--- WHAT THIS TASK INVOLVES ---
Each line of the records below that includes "patterned" adds one to the count; state the final count by itself.

Point localization data:
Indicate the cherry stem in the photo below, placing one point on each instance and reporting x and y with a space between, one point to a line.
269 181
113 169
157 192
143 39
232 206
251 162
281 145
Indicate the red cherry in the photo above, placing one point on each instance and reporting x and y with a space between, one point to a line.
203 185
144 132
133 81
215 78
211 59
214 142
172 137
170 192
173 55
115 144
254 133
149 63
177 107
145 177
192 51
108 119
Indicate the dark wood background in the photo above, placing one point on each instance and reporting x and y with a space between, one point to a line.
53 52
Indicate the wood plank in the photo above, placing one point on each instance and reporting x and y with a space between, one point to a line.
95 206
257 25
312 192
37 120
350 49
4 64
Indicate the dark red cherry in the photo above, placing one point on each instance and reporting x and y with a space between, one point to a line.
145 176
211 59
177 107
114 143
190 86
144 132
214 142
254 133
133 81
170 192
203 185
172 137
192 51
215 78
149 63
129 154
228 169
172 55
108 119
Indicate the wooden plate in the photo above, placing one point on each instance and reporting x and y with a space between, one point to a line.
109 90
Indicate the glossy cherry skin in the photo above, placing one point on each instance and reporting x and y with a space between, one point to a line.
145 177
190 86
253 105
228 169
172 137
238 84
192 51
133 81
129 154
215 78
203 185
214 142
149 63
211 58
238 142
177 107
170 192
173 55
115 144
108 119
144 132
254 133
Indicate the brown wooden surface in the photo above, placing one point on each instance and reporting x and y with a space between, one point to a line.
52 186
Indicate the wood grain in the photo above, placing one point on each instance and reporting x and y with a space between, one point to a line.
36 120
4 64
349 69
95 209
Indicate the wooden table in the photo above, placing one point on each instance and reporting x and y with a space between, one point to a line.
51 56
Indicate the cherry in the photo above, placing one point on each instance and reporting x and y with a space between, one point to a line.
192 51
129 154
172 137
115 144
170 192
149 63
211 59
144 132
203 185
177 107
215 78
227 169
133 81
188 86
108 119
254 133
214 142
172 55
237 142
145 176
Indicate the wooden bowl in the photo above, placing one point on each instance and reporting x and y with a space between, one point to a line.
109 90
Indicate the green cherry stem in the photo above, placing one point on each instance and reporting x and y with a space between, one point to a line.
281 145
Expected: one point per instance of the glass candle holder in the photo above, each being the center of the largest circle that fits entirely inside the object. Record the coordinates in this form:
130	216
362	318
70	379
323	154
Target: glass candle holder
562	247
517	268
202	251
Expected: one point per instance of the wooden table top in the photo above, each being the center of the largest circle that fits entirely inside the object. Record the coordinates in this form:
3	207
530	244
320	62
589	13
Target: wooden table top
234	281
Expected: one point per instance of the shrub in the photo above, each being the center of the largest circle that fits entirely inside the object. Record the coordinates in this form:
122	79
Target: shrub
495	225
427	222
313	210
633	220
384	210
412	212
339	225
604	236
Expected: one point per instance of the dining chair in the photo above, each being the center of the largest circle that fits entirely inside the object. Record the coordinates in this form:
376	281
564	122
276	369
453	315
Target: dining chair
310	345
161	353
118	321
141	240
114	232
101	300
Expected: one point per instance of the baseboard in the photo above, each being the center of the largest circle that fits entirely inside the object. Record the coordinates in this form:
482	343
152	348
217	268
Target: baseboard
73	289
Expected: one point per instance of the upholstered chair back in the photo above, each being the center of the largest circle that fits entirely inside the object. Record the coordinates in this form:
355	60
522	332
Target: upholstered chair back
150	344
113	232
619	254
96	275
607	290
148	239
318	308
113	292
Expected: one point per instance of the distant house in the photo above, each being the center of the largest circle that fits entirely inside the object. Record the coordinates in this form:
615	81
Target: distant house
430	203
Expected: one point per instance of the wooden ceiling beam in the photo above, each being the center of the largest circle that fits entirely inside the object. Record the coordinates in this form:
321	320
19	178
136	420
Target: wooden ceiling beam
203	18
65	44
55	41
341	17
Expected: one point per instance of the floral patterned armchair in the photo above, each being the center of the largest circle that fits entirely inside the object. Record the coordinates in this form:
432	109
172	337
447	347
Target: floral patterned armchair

--- RESPONSE TO THE TASK ---
2